Rewrite the stretch of lines from the one containing "outline dark shorts" through the one containing "111), (85, 110)]", swapping "even-odd" for "nonzero" and keeping everything else the same. Leave the pictures out.

□ □ □ □ □ □ □

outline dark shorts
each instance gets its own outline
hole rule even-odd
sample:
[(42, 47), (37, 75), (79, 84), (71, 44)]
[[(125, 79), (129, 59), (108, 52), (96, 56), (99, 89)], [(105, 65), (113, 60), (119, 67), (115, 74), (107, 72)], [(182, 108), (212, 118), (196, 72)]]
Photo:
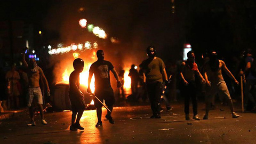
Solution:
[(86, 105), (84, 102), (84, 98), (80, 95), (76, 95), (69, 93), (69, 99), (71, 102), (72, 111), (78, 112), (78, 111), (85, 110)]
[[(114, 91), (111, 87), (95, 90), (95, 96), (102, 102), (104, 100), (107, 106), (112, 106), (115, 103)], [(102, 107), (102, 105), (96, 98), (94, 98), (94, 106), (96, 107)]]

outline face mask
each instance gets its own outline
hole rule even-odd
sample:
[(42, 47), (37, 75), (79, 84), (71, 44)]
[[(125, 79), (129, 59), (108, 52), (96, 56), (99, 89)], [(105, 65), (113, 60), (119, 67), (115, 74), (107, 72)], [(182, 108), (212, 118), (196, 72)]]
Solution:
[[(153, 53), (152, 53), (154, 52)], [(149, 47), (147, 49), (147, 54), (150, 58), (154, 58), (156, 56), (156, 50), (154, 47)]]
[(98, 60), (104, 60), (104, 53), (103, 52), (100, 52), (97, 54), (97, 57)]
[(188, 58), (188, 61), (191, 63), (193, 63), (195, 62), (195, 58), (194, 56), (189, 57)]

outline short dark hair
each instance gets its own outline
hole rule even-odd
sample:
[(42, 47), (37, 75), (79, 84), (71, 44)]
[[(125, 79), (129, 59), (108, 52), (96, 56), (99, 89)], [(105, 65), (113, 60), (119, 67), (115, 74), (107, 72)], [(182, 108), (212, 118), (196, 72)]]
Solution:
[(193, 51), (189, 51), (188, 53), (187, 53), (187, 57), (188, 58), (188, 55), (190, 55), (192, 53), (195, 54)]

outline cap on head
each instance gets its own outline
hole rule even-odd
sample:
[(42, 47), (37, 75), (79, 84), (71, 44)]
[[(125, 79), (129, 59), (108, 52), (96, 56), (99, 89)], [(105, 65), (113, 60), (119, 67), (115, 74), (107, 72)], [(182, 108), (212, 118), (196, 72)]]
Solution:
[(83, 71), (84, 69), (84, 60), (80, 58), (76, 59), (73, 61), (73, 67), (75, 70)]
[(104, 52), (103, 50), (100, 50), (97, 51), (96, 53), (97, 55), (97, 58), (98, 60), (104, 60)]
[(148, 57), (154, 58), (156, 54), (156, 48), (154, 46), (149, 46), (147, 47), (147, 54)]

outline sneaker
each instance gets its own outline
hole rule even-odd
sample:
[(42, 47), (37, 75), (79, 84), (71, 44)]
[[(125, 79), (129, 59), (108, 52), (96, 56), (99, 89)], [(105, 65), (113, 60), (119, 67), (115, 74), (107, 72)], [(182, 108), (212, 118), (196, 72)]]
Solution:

□ □ □ □ □ □ □

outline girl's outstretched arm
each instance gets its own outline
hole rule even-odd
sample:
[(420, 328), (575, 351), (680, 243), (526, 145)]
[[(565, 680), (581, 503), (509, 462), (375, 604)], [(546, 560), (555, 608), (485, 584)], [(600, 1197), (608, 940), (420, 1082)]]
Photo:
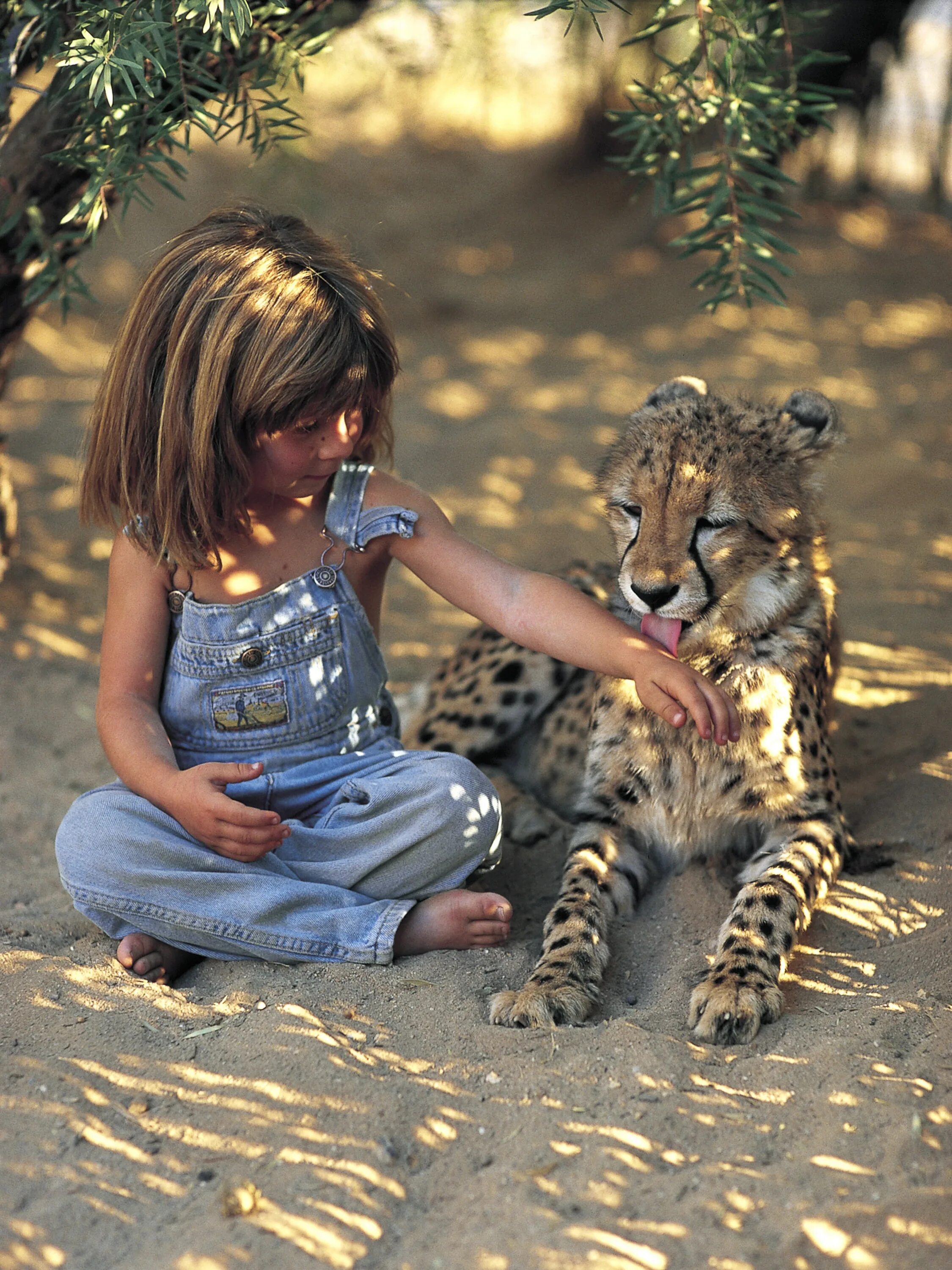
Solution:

□ □ □ □ □ □ □

THE COMPLETED TASK →
outline dark shorts
each instance gets its own outline
hole rule nonzero
sample:
[(42, 47), (37, 75), (79, 84), (71, 44)]
[[(125, 79), (129, 59), (108, 52), (96, 56), (99, 89)], [(105, 65), (113, 60), (119, 67), (115, 74), (107, 72)], [(182, 108), (212, 118), (196, 72)]]
Photo:
Solution:
[(86, 105), (84, 102), (84, 98), (80, 95), (76, 95), (69, 93), (69, 99), (71, 102), (72, 111), (78, 112), (78, 111), (85, 110)]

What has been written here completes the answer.